_Work instructions_:
Without including any images, repeat the data exactly.
○ ○ ○ ○
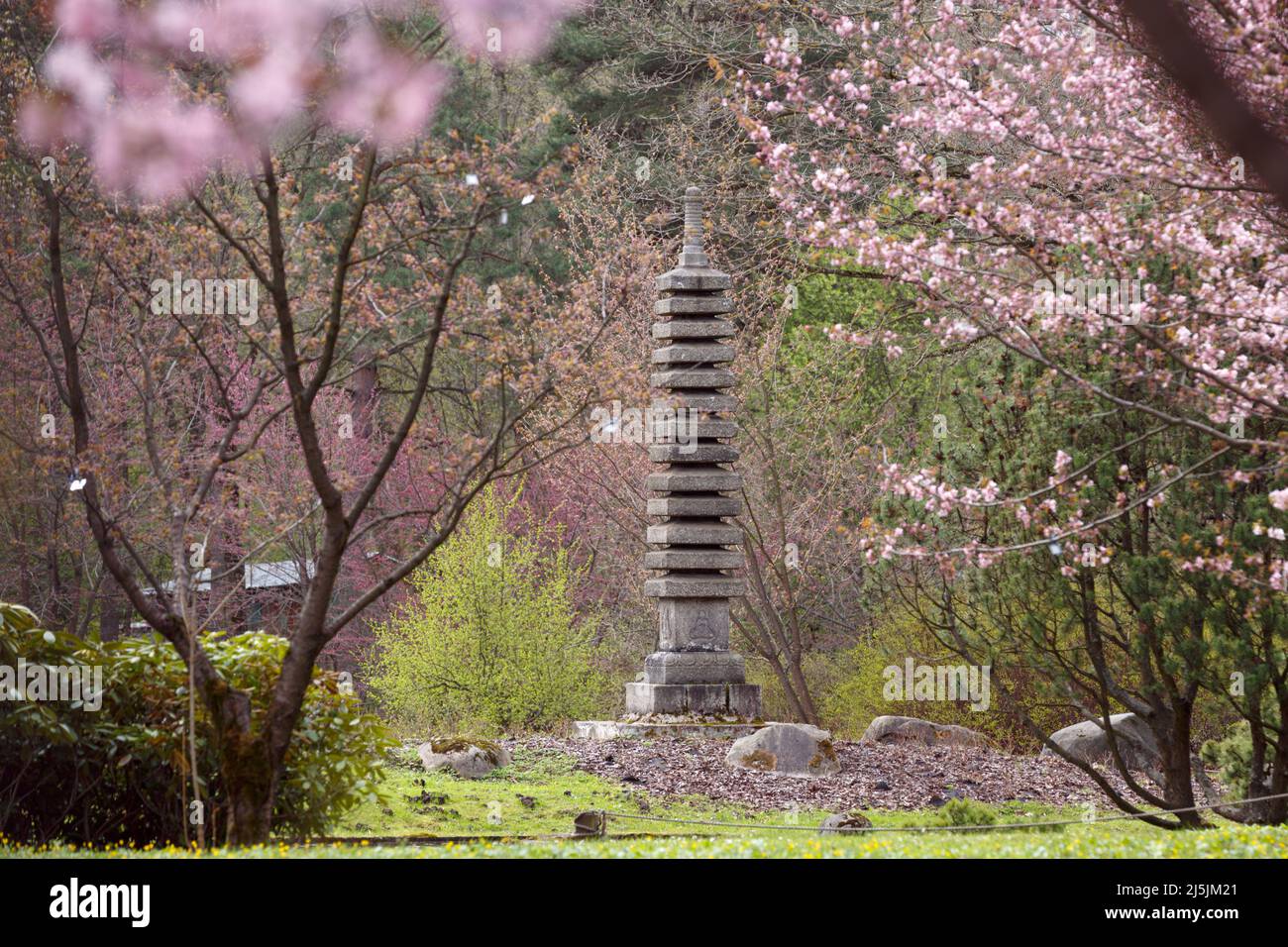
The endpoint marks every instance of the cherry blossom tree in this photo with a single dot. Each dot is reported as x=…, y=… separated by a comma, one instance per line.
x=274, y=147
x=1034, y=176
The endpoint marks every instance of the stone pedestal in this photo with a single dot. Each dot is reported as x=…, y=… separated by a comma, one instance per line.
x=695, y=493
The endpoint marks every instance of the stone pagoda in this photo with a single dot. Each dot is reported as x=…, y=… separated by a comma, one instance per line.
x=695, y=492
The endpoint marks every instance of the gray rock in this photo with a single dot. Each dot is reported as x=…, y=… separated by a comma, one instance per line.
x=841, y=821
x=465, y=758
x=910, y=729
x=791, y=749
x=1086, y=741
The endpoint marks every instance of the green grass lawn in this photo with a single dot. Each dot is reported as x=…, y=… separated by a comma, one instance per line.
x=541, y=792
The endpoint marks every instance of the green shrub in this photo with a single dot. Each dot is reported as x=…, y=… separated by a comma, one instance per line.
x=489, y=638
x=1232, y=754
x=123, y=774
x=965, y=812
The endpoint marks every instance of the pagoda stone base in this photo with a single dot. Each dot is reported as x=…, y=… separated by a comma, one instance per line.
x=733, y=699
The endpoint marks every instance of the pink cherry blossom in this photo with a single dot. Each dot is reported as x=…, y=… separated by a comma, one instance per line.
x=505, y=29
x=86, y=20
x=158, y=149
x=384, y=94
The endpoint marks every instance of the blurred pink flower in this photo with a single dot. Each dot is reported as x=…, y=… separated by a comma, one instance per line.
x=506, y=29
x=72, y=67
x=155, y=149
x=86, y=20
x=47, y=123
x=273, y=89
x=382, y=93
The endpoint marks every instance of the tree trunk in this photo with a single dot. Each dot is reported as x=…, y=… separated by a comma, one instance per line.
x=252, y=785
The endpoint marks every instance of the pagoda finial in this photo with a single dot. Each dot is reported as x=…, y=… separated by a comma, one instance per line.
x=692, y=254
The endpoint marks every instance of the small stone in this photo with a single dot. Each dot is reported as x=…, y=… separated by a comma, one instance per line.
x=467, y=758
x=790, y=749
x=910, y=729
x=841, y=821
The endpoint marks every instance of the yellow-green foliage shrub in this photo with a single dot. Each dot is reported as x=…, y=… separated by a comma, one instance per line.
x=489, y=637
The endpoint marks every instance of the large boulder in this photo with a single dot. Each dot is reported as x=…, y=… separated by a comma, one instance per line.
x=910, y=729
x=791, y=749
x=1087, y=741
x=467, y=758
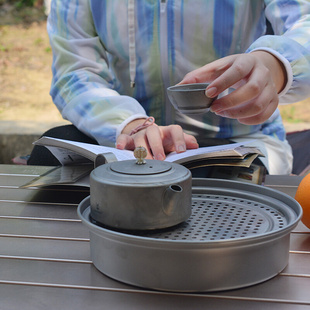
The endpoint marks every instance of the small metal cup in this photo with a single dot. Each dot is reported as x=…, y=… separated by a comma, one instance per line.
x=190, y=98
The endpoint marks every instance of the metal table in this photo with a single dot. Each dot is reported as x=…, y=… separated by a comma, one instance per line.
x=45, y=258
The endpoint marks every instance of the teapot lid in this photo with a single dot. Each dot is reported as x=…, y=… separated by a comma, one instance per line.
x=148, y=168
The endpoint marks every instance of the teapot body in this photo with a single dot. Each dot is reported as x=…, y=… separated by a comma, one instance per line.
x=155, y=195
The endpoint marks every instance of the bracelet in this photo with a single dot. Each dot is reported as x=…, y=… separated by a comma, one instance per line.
○ ○ ○ ○
_Full output_:
The endpoint marks every instance of the cherry blossom tree in this photo with a single dot. Each dot is reported as x=…, y=… separated by a comma, one instance per line.
x=274, y=147
x=1034, y=176
The endpoint marks every instance of the stone pedestal in this photo with a single dot. Each dot is reported as x=…, y=… separated by a comma, one instance per line.
x=695, y=493
The endpoint marks every instance of the stone pagoda in this photo with a single dot. Each dot is reported as x=…, y=… separated by a comma, one instance per line.
x=695, y=492
The endpoint marks every instance of the gray rock in this photo with a single dot. Each dot is reported as x=…, y=… separated by a comma, one instance per line.
x=841, y=821
x=465, y=758
x=910, y=729
x=791, y=749
x=1086, y=741
The endpoint marks every instance of the green grass lawn in this photo with a single dot. Each dot is reported as x=…, y=… separated by a comma, one instance per line.
x=541, y=792
The endpoint marks every instance of the green shrub in this photo with a single dot. Each dot is reported as x=…, y=… separated by a comma, one instance per line.
x=489, y=638
x=1232, y=754
x=123, y=774
x=965, y=812
The endpoint marks every instance of the pagoda stone base in this photo with a single dot. Each dot is reported as x=…, y=… separated by a comma, one instance per line.
x=733, y=699
The endpoint marks every instance of the pink cherry blossom in this photo with a single dot. Each dot is reported as x=…, y=… separated by a comma, one instance per line.
x=505, y=29
x=86, y=20
x=158, y=149
x=384, y=94
The endpoint marks every instance of the blurred pink flower in this photo with a single dot. Each dot is reported as x=…, y=… separated by a comma, one instance per line.
x=506, y=29
x=72, y=67
x=155, y=149
x=86, y=20
x=47, y=123
x=273, y=89
x=382, y=93
The endpoint marks every instance of the tree trunk in this photo with a single dot. Each dot is reported as x=…, y=… separated by a comma, one instance per line.
x=252, y=785
The endpoint marks every instance of the pagoda finial in this photo with a single dot. Each dot is reported as x=…, y=… separated by a comma, one instance per line.
x=692, y=254
The endpoint marks every instance of the small stone in this photo with a single dot. Each dot is reported as x=…, y=… separated by a comma, one instance per line.
x=467, y=758
x=790, y=749
x=910, y=729
x=841, y=821
The endpoint marks every instance of the yellow-green foliage shrub in this photo with a single dot. Each dot is reported as x=…, y=… separated by a comma, one instance per line.
x=489, y=637
The endpoint marks every instance of the large boulder in this photo with a single dot. Each dot is reported as x=…, y=… separated by a comma, one instance per line.
x=910, y=729
x=791, y=749
x=1087, y=741
x=467, y=758
The endpoint marks every instance of the small metal cup in this photo with a single dot. Each dot is reported as x=…, y=… separated by a comma, one instance per line.
x=190, y=98
The endpoint marks every instance of the metal table in this photo with a single dot. Each dot is reported as x=…, y=… separated by a comma, one instance per line.
x=45, y=258
The endpoint marks every instance of the teapot lid in this photo with a single dot. Each dot is reported as x=…, y=… separated by a comma, one instance per line.
x=148, y=168
The endpoint marks every instance of the teapot body in this photo with a single dot. Each dot is reported as x=…, y=… separated by a comma, one instance per line.
x=155, y=195
The endpoint marks every instance of the bracelet in this photo with a single dot. Each dot is reported as x=…, y=… separated by a comma, one instance per line.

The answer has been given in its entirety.